Job: Quote, without change, all of the lines that follow.

>> Begin

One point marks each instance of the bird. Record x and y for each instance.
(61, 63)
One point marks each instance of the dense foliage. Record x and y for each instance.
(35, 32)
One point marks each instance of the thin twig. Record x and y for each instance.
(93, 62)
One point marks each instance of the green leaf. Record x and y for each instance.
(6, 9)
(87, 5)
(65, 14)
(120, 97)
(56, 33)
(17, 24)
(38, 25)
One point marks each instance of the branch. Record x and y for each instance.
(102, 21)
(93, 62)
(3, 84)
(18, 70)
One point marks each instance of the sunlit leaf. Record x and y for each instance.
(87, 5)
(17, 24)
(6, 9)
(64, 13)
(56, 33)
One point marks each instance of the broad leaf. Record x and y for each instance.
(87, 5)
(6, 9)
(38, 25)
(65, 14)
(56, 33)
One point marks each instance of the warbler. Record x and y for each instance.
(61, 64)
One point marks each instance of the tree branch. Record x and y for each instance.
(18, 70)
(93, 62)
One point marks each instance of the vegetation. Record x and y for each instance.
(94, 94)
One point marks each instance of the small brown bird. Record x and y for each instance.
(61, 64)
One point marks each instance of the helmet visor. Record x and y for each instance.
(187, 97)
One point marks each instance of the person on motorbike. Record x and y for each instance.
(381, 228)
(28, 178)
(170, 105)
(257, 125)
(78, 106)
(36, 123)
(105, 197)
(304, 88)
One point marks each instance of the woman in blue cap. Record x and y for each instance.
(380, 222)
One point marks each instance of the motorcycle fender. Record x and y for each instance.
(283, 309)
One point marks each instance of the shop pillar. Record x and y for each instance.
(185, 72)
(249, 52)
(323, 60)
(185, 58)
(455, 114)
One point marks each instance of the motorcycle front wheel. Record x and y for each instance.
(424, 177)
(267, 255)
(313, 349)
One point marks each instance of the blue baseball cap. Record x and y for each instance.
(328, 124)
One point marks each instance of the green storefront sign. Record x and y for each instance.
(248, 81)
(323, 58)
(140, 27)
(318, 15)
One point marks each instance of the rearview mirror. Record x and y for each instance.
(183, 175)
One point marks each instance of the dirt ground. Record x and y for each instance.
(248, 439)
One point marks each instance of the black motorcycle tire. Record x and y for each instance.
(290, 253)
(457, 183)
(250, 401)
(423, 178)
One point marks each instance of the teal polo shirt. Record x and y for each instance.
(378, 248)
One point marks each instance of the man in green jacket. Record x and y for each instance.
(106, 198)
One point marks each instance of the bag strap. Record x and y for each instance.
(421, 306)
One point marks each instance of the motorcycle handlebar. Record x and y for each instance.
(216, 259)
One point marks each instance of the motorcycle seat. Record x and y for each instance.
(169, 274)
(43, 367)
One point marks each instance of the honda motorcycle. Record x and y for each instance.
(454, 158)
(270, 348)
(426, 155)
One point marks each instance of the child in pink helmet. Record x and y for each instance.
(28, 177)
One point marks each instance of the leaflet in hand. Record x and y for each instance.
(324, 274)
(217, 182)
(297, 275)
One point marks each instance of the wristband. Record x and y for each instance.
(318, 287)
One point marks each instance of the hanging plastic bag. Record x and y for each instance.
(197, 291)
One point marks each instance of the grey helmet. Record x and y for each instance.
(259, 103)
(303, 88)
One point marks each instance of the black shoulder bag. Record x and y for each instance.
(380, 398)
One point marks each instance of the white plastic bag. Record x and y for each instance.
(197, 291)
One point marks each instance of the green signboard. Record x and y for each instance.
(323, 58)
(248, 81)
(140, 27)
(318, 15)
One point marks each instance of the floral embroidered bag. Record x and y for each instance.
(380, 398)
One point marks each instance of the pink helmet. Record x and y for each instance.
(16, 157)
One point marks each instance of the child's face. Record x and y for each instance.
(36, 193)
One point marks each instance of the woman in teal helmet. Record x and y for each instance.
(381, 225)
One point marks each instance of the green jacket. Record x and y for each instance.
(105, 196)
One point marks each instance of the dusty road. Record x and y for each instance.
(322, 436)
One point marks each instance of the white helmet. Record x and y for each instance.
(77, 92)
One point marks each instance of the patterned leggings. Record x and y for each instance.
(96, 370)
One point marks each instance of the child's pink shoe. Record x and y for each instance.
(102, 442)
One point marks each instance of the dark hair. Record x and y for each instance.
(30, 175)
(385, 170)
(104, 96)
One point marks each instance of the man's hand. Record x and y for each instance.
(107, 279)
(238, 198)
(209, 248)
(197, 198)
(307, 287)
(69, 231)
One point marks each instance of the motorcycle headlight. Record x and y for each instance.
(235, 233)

>> End

Final answer:
One point marks each instance of the bird. Record x and y for each instance.
(61, 63)
One point marks each instance of the dense foliage. Record x and y for each instance.
(35, 32)
One point marks each instance of the thin twig. Record x and y for each instance.
(93, 62)
One point marks each instance of the green leaf. Record x and y for each instance.
(6, 9)
(87, 5)
(65, 14)
(120, 97)
(56, 33)
(17, 24)
(38, 25)
One point marks each instance of the branch. Record x and y for each instance.
(102, 21)
(93, 62)
(3, 84)
(18, 70)
One point marks each instance of the sunlit leaf. Record x and y for each instance.
(87, 5)
(17, 24)
(6, 9)
(64, 13)
(56, 33)
One point marks each instance of the broad leaf. Record x and y for each instance.
(87, 5)
(6, 9)
(38, 25)
(65, 14)
(56, 33)
One point marks each instance of the warbler. Record x and y for each instance.
(61, 64)
One point marks each instance of the tree branch. Record x and y for each instance.
(18, 70)
(93, 62)
One point marks each instance of the vegetation. Record x and y for each instance.
(94, 94)
One point marks each instance of the small brown bird. Record x and y for each instance.
(61, 64)
One point marks each instance of the helmet visor. Record x and y for each instance.
(187, 97)
One point marks each instance of the person on motorbike. Record x and y for each instance.
(381, 228)
(28, 178)
(170, 105)
(257, 125)
(78, 106)
(36, 123)
(105, 197)
(304, 88)
One point marks each instance of the woman in blue cap. Record x and y for each instance.
(380, 222)
One point marks each instance of the motorcycle fender. Record x and y for each instance.
(283, 309)
One point marks each instance of the shop pillar. Record x and y for each instance.
(185, 72)
(249, 52)
(323, 60)
(185, 58)
(455, 114)
One point marks each instance of the motorcycle front wheel. Record x and y for each instance.
(424, 177)
(267, 255)
(313, 349)
One point marks each instance of the blue baseball cap. Record x and y for each instance.
(328, 124)
One point marks each instance of the green storefront sign. Record x and y for each instance.
(248, 81)
(323, 58)
(140, 27)
(318, 15)
One point marks each instance of the rearview mirror. Record x and y for each instance.
(183, 175)
One point marks each instance of the dirt ground. Record x and y for each instance.
(248, 439)
One point marks each instance of the black motorcycle tire. Record x and y for each instance.
(290, 253)
(457, 183)
(250, 401)
(423, 178)
One point marks each instance of the teal polo shirt. Record x and y for each instance.
(378, 248)
One point marks each instance of the man in green jacket. Record x and y for each instance.
(106, 198)
One point marks each instance of the bag strap. Record x and y for each instance.
(421, 306)
One point marks each instance of the motorcycle handlebar. Record x and y for each instance.
(216, 259)
One point marks each instance of the motorcycle seat. Record x and y for each instance.
(169, 274)
(43, 367)
One point marks each instance of the honda motorcycle. Record x and y for each instance.
(454, 158)
(270, 348)
(426, 155)
One point marks each instance of the child in pink helmet. Record x and y for each instance.
(28, 177)
One point marks each instance of the leaflet in hand. Record x and y for each instance.
(324, 274)
(217, 182)
(297, 275)
One point marks each instance of the wristband. Record x and y for each instance.
(318, 287)
One point marks each instance of the hanging plastic bag. Record x and y for each instance.
(197, 291)
One point marks each instance of the grey helmet. Record x and y for each instance.
(259, 103)
(303, 88)
One point marks each instance of the black shoulder bag. Record x and y for each instance.
(380, 398)
One point marks each instance of the white plastic bag. Record x and y for each instance.
(197, 291)
One point marks each instance of the green signboard. Record x and y for each instance.
(323, 58)
(248, 81)
(140, 27)
(318, 15)
One point marks each instance of the floral embroidered bag. Record x and y for each instance.
(380, 398)
One point marks each instance of the pink helmet. Record x and y for each instance.
(16, 157)
One point marks each instance of the child's face. Record x and y for each instance.
(36, 193)
One point marks each instance of the woman in teal helmet. Record x and y for each instance.
(381, 225)
One point marks each instance of the green jacket. Record x and y for each instance.
(105, 196)
One point marks each instance of the dusty road. Record x and y for each instance.
(322, 436)
One point marks each instance of the white helmet. Record x and y for each instance.
(77, 92)
One point marks each instance of the patterned leggings. Record x and y for each instance.
(96, 370)
One point marks each instance of the child's pink shoe. Record x and y for each instance.
(102, 442)
One point marks each instance of the dark hair. Record x and y for each instance.
(30, 175)
(385, 170)
(104, 96)
One point marks each instance of the man's hand. Record x and y for each instance.
(107, 279)
(238, 198)
(209, 248)
(197, 198)
(307, 287)
(69, 231)
One point marks each instance of the motorcycle headlight. Record x and y for each instance.
(235, 233)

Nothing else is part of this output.